◆ THE PROBLEM
Copy the records below word for word, leaving out nothing.
═════ RECORD EXTRACTS ═════
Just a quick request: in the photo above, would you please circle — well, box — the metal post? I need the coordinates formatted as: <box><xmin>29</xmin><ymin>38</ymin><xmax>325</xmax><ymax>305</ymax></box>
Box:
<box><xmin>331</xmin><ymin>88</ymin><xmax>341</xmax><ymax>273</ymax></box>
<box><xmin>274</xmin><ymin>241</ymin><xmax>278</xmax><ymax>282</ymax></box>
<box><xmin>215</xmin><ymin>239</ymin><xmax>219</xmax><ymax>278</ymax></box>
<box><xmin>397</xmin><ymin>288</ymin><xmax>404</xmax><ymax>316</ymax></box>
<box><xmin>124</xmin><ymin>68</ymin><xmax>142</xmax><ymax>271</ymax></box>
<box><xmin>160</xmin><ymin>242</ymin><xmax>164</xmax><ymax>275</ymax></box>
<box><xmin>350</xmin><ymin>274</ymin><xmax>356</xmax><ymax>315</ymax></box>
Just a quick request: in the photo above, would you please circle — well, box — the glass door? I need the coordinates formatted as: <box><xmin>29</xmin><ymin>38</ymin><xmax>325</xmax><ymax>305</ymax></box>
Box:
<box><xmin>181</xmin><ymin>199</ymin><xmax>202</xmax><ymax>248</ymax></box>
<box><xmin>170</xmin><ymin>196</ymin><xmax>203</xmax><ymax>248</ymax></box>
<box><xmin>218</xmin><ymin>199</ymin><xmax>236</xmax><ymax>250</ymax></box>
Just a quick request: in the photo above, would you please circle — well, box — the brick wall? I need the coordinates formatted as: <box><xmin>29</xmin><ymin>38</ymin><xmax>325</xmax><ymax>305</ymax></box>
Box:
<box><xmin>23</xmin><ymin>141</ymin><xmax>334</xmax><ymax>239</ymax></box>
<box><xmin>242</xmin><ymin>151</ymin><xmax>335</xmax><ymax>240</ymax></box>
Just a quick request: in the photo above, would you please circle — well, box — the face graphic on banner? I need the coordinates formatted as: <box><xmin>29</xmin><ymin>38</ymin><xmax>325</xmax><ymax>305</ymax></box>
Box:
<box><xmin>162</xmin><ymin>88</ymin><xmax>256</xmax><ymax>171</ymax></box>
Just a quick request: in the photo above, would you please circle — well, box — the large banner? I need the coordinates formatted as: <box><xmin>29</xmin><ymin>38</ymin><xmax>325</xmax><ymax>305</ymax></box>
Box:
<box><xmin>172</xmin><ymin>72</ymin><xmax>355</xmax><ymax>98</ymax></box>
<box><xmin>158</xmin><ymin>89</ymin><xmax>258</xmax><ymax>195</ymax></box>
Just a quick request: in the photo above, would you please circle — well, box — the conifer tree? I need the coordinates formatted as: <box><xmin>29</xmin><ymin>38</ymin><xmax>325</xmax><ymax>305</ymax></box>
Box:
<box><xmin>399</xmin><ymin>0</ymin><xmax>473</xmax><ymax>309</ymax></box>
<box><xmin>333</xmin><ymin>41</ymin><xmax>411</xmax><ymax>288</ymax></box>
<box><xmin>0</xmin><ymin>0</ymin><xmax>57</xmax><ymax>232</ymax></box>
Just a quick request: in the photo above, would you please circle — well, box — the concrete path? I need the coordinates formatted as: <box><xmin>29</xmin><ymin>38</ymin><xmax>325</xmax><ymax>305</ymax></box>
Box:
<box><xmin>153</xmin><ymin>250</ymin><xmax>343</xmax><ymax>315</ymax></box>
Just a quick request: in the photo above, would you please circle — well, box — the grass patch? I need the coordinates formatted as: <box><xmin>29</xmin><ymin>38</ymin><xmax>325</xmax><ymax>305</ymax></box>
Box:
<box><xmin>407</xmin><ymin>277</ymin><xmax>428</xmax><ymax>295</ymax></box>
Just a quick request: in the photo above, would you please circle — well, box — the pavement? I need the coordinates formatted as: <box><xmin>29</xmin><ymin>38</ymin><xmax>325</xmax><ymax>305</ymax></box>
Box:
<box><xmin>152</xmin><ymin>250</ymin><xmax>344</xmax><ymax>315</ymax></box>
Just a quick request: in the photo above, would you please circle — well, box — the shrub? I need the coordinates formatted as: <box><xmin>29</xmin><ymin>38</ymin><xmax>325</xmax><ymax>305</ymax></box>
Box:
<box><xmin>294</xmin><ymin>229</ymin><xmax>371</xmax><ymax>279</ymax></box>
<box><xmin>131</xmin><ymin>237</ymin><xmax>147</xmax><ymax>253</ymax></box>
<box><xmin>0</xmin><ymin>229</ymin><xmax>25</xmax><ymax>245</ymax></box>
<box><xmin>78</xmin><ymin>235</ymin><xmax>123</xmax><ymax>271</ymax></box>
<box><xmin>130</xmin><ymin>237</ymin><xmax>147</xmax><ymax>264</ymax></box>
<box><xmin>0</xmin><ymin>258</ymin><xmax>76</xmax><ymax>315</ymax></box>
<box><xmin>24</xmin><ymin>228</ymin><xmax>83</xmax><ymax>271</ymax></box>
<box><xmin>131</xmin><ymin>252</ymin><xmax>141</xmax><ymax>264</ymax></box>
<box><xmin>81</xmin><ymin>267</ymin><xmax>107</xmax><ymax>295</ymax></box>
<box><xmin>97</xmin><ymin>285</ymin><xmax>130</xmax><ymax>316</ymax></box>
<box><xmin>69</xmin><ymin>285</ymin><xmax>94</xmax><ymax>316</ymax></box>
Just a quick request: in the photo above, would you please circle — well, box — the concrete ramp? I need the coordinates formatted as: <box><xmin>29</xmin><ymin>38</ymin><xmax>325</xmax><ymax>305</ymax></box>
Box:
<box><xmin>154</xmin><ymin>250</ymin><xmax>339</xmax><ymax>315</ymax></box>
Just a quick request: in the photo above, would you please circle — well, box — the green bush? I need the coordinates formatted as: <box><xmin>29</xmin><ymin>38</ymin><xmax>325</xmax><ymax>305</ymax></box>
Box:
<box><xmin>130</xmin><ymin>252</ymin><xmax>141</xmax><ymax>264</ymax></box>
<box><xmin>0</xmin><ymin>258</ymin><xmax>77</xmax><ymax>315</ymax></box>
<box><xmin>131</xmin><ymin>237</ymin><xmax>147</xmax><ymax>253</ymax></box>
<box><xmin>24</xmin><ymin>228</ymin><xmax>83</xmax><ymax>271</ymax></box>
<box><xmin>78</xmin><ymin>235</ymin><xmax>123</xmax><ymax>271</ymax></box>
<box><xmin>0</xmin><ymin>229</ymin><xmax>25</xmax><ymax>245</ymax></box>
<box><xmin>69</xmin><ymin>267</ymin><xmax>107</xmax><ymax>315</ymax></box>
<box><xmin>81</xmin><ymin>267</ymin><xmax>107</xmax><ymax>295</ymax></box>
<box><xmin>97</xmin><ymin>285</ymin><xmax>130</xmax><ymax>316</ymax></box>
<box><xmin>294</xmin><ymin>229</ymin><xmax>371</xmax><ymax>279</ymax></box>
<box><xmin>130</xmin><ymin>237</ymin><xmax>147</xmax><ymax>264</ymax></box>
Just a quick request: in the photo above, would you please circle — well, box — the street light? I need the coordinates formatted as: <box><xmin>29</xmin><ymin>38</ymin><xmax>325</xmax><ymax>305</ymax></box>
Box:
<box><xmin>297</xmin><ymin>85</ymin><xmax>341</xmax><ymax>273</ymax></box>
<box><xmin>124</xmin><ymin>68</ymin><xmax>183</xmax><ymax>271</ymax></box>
═════
◆ RESPONSE BOX
Just a quick request: in the photo above, would you please circle — well, box — the metal post? I need the coordinates formatted as: <box><xmin>29</xmin><ymin>38</ymin><xmax>325</xmax><ymax>305</ymax></box>
Box:
<box><xmin>331</xmin><ymin>88</ymin><xmax>341</xmax><ymax>273</ymax></box>
<box><xmin>274</xmin><ymin>241</ymin><xmax>278</xmax><ymax>282</ymax></box>
<box><xmin>215</xmin><ymin>239</ymin><xmax>219</xmax><ymax>278</ymax></box>
<box><xmin>397</xmin><ymin>288</ymin><xmax>404</xmax><ymax>316</ymax></box>
<box><xmin>124</xmin><ymin>68</ymin><xmax>142</xmax><ymax>271</ymax></box>
<box><xmin>160</xmin><ymin>242</ymin><xmax>164</xmax><ymax>275</ymax></box>
<box><xmin>350</xmin><ymin>274</ymin><xmax>356</xmax><ymax>315</ymax></box>
Just a quick request: in the photo above, would you please circle — well, box — the glass door? I need the coordinates formatted as: <box><xmin>29</xmin><ymin>38</ymin><xmax>325</xmax><ymax>305</ymax></box>
Box:
<box><xmin>181</xmin><ymin>199</ymin><xmax>202</xmax><ymax>248</ymax></box>
<box><xmin>170</xmin><ymin>196</ymin><xmax>203</xmax><ymax>248</ymax></box>
<box><xmin>218</xmin><ymin>199</ymin><xmax>236</xmax><ymax>250</ymax></box>
Just a quick request: in the photo above, would you please circle — well, box — the brick wall? I need the coordinates formatted as: <box><xmin>29</xmin><ymin>38</ymin><xmax>325</xmax><ymax>305</ymax></box>
Box:
<box><xmin>23</xmin><ymin>141</ymin><xmax>334</xmax><ymax>239</ymax></box>
<box><xmin>242</xmin><ymin>151</ymin><xmax>335</xmax><ymax>240</ymax></box>
Just a quick request: in the photo above, would you please circle — well, box — the face graphic on banner? I need the coordinates formatted as: <box><xmin>29</xmin><ymin>38</ymin><xmax>325</xmax><ymax>305</ymax></box>
Box:
<box><xmin>162</xmin><ymin>88</ymin><xmax>256</xmax><ymax>171</ymax></box>
Just a quick request: in the photo above, would you please circle — well, box — the large banner? I need the coordinates formatted as: <box><xmin>29</xmin><ymin>38</ymin><xmax>325</xmax><ymax>305</ymax></box>
Box:
<box><xmin>172</xmin><ymin>72</ymin><xmax>355</xmax><ymax>98</ymax></box>
<box><xmin>158</xmin><ymin>89</ymin><xmax>258</xmax><ymax>195</ymax></box>
Just a quick request: in the photo above, would you please circle — well, box — the conifer tree? I need the coordinates formatted as: <box><xmin>29</xmin><ymin>38</ymin><xmax>325</xmax><ymax>305</ymax></box>
Box:
<box><xmin>399</xmin><ymin>0</ymin><xmax>473</xmax><ymax>309</ymax></box>
<box><xmin>333</xmin><ymin>41</ymin><xmax>411</xmax><ymax>288</ymax></box>
<box><xmin>0</xmin><ymin>0</ymin><xmax>57</xmax><ymax>232</ymax></box>
Just a quick request: in the photo above, would you please circle — well, box — the concrete path? I need the coordinates formatted as: <box><xmin>29</xmin><ymin>38</ymin><xmax>325</xmax><ymax>305</ymax></box>
Box:
<box><xmin>153</xmin><ymin>250</ymin><xmax>343</xmax><ymax>315</ymax></box>
Just a quick request: in the photo above, would you please circle — well, box — the grass patch? I need the coordinates formatted as: <box><xmin>29</xmin><ymin>38</ymin><xmax>325</xmax><ymax>305</ymax></box>
Box:
<box><xmin>407</xmin><ymin>277</ymin><xmax>428</xmax><ymax>295</ymax></box>
Just a quick request: in the photo above, would you please circle — well, box — the pavement? I need the coordinates formatted as: <box><xmin>29</xmin><ymin>38</ymin><xmax>325</xmax><ymax>305</ymax></box>
Box:
<box><xmin>152</xmin><ymin>250</ymin><xmax>344</xmax><ymax>315</ymax></box>
Just a quick request: in the photo above, would you please circle — well, box — the shrub? I need the coordinates formatted as: <box><xmin>29</xmin><ymin>38</ymin><xmax>325</xmax><ymax>305</ymax></box>
Box:
<box><xmin>294</xmin><ymin>229</ymin><xmax>371</xmax><ymax>279</ymax></box>
<box><xmin>131</xmin><ymin>237</ymin><xmax>147</xmax><ymax>253</ymax></box>
<box><xmin>0</xmin><ymin>229</ymin><xmax>25</xmax><ymax>245</ymax></box>
<box><xmin>78</xmin><ymin>235</ymin><xmax>123</xmax><ymax>271</ymax></box>
<box><xmin>130</xmin><ymin>237</ymin><xmax>147</xmax><ymax>264</ymax></box>
<box><xmin>0</xmin><ymin>258</ymin><xmax>76</xmax><ymax>315</ymax></box>
<box><xmin>24</xmin><ymin>228</ymin><xmax>83</xmax><ymax>271</ymax></box>
<box><xmin>131</xmin><ymin>252</ymin><xmax>141</xmax><ymax>264</ymax></box>
<box><xmin>81</xmin><ymin>267</ymin><xmax>107</xmax><ymax>295</ymax></box>
<box><xmin>97</xmin><ymin>285</ymin><xmax>130</xmax><ymax>316</ymax></box>
<box><xmin>69</xmin><ymin>285</ymin><xmax>94</xmax><ymax>316</ymax></box>
Just a quick request: in the photo above, would you please circle — well, box — the concrete ramp? I need the coordinates formatted as: <box><xmin>29</xmin><ymin>38</ymin><xmax>325</xmax><ymax>305</ymax></box>
Box:
<box><xmin>154</xmin><ymin>250</ymin><xmax>339</xmax><ymax>315</ymax></box>
Just a quick request: in the photo above, would you please circle — well, box — the green bush? I need the coordinates formatted as: <box><xmin>29</xmin><ymin>38</ymin><xmax>325</xmax><ymax>305</ymax></box>
Box:
<box><xmin>130</xmin><ymin>252</ymin><xmax>141</xmax><ymax>264</ymax></box>
<box><xmin>0</xmin><ymin>258</ymin><xmax>77</xmax><ymax>315</ymax></box>
<box><xmin>131</xmin><ymin>237</ymin><xmax>147</xmax><ymax>253</ymax></box>
<box><xmin>24</xmin><ymin>228</ymin><xmax>83</xmax><ymax>271</ymax></box>
<box><xmin>78</xmin><ymin>235</ymin><xmax>123</xmax><ymax>271</ymax></box>
<box><xmin>0</xmin><ymin>229</ymin><xmax>25</xmax><ymax>245</ymax></box>
<box><xmin>69</xmin><ymin>267</ymin><xmax>107</xmax><ymax>315</ymax></box>
<box><xmin>81</xmin><ymin>267</ymin><xmax>107</xmax><ymax>295</ymax></box>
<box><xmin>97</xmin><ymin>285</ymin><xmax>130</xmax><ymax>316</ymax></box>
<box><xmin>294</xmin><ymin>229</ymin><xmax>371</xmax><ymax>279</ymax></box>
<box><xmin>130</xmin><ymin>237</ymin><xmax>147</xmax><ymax>264</ymax></box>
Just a quick request: in the photo above, would you please circle — well, box — the street light? I need the coordinates formatted as: <box><xmin>29</xmin><ymin>38</ymin><xmax>325</xmax><ymax>305</ymax></box>
Box:
<box><xmin>297</xmin><ymin>85</ymin><xmax>341</xmax><ymax>273</ymax></box>
<box><xmin>124</xmin><ymin>68</ymin><xmax>183</xmax><ymax>271</ymax></box>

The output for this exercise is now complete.